# What this exercise asks
A. Answer these about the passage on Derzhavin:
(i) Whose style did Derzhavin imitate at first?
(ii) What language was the ode "God" translated into last of all?
(iii) Which poem commemorated Potemkin's death in the middle of the steppes?
B. Which poems by Derzhavin does the passage on Derzhavin name by title?

# Passage
Derzhavin began as the imitator of Lomonósof’s
bombastic style with the broad, cold pathos. His ode
“God,” admired and celebrated in its time, corresponds
to the import of the religious odes of Baggesen in the
Danish literature. It must be owing to the subject that
the poem has been translated into a great many different
tongues, and last of all into the Japanese. It contains
everything which such a hymn must contain of gratitude
and humility, on the part of the very small towards the
eternal greatness, but no genuine emotion and not an
idea. The long-winded poem which won Catherine’s
favor is far better. It surprises us agreeably on coming
from the Klopstock bombast of earlier days. It keeps
to the earth, is jocular and sportive, adopts a tone like
that which Horace assumed towards Mæcenas, in the
broad description of the worldly-minded laziness of the
poet in comparison with the life full of responsibility
of the regent. The poem “The Great” has no longer
any poetic, but a historic and psychological interest,
because, without mentioning any names, it contains a
disparaging description of Potemkin (pronounced Patyómkin)
in contrast to other unappreciated but really great
Russians. Our respect for the poet is, however,
somewhat diminished, from the fact that he himself was
indebted to Potemkin’s energetic protection for his escape
in a lawsuit brought against him by some bitter enemies,
so that gratitude ought to have restrained him from
giving utterance to his ill humor. He also, at a later period,
commemorated Potemkin’s solitary death in the middle
of the steppes in his poem “The Waterfall.”

# Data shown
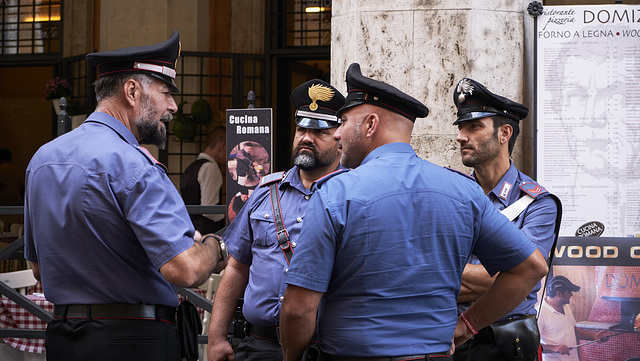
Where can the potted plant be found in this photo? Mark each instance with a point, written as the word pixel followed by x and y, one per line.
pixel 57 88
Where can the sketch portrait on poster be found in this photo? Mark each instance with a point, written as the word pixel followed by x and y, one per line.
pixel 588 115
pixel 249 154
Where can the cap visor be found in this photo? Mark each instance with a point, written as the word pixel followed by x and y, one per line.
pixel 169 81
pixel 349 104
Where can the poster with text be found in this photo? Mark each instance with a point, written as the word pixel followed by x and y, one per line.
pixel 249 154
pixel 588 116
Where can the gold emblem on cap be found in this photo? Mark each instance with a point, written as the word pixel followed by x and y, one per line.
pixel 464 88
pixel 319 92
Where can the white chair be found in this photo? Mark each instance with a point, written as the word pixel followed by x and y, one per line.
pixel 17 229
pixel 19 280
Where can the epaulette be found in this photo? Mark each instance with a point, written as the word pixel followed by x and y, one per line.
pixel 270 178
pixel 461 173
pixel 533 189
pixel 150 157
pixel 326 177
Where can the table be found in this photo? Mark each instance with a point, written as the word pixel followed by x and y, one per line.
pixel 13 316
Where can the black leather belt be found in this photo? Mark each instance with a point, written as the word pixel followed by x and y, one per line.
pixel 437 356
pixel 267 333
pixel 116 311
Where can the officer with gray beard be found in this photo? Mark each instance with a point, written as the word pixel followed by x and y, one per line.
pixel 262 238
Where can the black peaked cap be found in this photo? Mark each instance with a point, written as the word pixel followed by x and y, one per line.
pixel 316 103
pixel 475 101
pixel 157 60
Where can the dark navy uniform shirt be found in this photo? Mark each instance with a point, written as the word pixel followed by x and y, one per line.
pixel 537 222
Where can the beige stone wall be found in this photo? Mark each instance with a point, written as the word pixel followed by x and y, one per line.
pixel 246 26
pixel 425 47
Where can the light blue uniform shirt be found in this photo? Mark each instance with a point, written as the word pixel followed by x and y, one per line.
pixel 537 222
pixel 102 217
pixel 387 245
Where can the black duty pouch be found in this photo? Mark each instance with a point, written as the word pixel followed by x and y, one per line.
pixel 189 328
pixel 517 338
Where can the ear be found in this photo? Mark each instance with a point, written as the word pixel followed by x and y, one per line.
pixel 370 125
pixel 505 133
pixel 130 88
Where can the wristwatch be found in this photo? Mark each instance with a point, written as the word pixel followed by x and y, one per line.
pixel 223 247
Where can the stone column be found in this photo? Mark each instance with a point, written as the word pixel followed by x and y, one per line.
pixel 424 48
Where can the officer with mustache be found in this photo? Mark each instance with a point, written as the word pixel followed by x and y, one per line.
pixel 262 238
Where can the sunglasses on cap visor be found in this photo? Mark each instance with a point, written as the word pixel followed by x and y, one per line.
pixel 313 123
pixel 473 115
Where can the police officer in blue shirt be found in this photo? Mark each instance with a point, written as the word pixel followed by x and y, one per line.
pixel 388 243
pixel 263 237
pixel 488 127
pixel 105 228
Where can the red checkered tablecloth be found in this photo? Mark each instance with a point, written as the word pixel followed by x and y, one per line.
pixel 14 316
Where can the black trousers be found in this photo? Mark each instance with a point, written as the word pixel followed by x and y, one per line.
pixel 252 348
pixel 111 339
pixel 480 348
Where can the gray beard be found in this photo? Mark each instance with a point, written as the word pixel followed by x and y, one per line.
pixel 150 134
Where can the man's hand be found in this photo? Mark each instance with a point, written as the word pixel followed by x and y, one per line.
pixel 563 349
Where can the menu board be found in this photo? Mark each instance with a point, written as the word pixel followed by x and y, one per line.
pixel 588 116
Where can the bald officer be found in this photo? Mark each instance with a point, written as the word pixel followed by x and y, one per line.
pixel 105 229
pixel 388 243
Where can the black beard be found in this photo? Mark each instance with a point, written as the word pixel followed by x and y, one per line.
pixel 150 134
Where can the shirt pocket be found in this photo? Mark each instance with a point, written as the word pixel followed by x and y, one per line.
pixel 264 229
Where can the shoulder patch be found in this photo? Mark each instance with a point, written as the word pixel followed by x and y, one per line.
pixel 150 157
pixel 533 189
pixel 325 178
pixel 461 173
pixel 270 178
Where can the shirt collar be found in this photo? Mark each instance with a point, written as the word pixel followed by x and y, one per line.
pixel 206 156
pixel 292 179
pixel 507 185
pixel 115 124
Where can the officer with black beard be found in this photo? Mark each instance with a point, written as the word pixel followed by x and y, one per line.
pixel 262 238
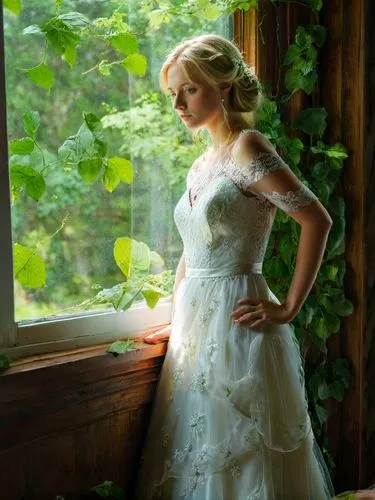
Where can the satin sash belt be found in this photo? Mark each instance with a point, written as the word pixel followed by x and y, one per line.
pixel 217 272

--

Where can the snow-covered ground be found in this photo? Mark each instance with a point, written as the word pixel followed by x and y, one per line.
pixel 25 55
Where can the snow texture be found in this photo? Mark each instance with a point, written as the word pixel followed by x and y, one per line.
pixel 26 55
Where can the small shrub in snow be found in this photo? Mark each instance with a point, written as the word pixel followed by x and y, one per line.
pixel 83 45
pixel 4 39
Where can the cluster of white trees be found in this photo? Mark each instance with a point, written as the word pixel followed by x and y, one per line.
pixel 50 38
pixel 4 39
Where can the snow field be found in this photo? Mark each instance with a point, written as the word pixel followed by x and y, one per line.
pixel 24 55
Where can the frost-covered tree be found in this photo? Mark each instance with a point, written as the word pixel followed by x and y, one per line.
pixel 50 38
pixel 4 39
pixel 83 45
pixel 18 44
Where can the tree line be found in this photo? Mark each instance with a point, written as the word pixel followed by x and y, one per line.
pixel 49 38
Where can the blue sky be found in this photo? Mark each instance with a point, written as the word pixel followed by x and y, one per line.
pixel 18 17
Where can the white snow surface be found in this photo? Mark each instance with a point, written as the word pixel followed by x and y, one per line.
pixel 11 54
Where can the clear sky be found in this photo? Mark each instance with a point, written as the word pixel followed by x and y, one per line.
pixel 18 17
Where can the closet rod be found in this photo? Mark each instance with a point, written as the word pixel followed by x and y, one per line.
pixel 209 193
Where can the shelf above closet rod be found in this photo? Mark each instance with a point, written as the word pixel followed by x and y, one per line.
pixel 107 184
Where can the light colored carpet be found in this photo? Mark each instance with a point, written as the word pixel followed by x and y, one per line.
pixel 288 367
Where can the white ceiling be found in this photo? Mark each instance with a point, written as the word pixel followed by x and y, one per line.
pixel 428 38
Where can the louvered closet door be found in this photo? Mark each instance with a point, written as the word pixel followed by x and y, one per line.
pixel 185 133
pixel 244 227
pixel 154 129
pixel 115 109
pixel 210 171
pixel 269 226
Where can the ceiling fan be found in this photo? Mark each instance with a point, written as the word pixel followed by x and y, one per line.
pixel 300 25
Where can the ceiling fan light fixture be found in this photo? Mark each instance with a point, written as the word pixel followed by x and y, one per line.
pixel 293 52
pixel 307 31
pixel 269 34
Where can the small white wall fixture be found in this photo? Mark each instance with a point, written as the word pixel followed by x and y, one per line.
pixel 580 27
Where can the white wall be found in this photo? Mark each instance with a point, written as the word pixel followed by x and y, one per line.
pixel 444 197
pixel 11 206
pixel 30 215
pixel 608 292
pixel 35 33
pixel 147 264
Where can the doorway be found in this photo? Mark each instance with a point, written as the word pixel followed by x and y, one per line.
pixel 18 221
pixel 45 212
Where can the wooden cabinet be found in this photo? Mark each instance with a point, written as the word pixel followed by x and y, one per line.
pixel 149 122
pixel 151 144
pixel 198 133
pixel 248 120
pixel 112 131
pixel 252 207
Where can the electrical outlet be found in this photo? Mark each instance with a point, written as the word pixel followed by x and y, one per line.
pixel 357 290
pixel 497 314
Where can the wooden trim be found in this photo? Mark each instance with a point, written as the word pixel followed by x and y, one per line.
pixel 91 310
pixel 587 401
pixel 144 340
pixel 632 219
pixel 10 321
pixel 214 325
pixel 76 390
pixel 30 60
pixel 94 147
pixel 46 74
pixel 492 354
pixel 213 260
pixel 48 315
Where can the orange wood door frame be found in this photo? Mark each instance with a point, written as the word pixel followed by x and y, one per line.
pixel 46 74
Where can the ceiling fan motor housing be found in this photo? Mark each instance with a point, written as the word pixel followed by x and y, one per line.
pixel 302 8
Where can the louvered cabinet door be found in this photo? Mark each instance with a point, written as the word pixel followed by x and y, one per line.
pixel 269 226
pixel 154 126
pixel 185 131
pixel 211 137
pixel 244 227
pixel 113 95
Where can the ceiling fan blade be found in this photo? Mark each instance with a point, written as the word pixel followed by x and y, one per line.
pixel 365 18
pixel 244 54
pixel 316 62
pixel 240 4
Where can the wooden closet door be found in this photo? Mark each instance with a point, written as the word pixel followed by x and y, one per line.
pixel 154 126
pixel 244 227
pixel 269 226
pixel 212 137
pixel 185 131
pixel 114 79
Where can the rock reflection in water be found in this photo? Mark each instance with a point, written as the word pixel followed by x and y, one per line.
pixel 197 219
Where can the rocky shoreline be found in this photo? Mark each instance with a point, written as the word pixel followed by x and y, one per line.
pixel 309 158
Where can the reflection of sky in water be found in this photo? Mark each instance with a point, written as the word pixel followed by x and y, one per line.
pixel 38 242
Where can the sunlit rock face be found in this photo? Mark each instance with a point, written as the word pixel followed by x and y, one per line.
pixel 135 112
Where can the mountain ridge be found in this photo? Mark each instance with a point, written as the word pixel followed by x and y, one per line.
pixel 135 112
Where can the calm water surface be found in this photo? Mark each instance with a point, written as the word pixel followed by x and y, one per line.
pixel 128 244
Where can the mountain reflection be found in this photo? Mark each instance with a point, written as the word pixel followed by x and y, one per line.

--

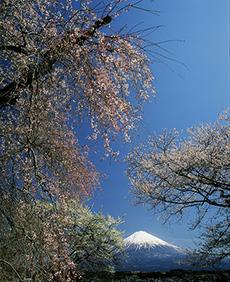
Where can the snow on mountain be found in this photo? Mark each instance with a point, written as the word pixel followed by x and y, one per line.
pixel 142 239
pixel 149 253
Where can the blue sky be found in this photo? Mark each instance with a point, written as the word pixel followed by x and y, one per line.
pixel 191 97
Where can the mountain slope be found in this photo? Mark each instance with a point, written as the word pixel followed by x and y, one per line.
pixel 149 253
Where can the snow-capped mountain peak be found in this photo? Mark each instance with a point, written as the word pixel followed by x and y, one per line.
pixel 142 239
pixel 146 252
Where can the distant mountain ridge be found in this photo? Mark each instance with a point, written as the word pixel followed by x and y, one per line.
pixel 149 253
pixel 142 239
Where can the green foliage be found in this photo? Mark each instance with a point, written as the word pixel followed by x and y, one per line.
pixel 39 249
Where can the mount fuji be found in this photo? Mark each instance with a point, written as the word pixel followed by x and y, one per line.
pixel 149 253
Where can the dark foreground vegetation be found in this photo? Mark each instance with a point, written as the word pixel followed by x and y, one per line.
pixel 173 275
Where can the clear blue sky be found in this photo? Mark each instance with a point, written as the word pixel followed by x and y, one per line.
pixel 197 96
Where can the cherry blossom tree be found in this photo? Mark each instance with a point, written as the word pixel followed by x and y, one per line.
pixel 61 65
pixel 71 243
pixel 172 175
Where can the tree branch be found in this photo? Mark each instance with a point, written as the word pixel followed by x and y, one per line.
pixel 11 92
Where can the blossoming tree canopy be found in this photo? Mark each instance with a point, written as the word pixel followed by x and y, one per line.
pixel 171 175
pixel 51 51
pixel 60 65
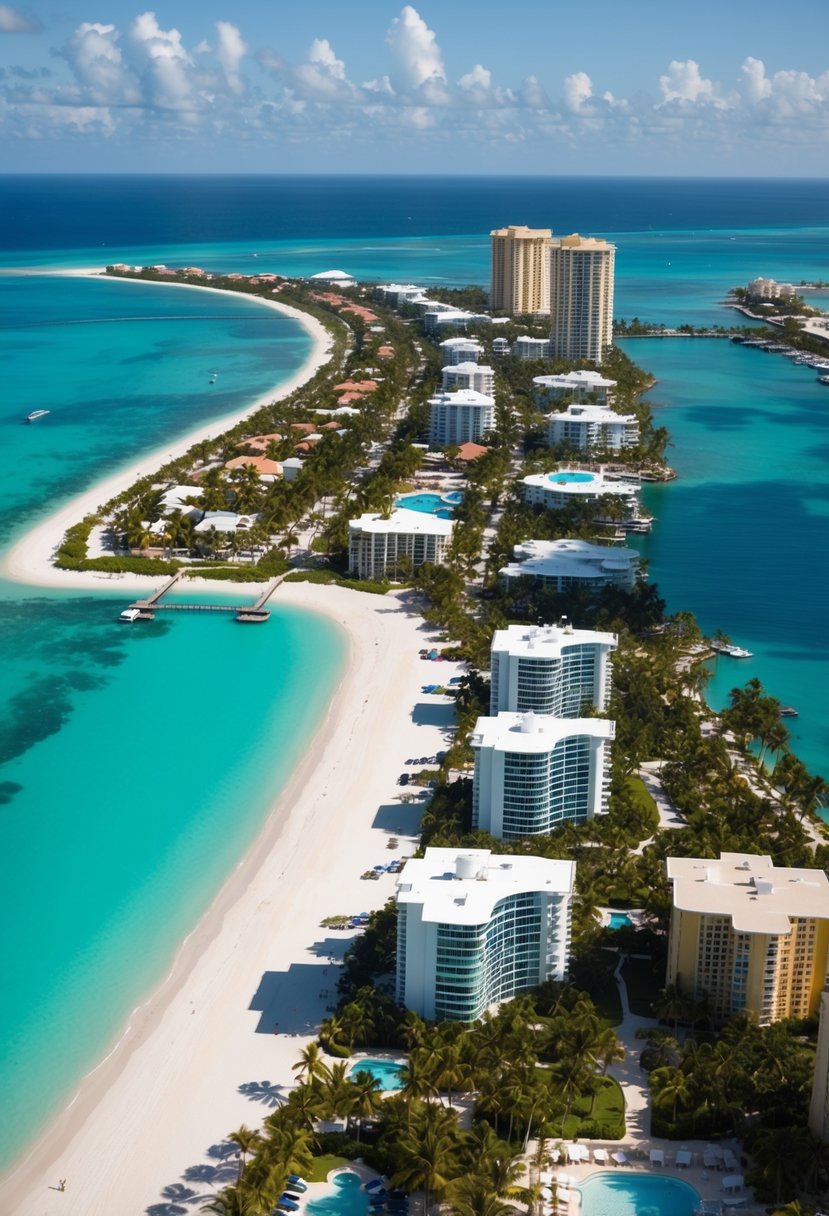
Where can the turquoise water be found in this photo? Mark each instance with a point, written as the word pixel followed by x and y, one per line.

# Results
A.
(i) Lomonósof's
(ii) Japanese
(iii) "The Waterfall"

B.
"God"
"The Great"
"The Waterfall"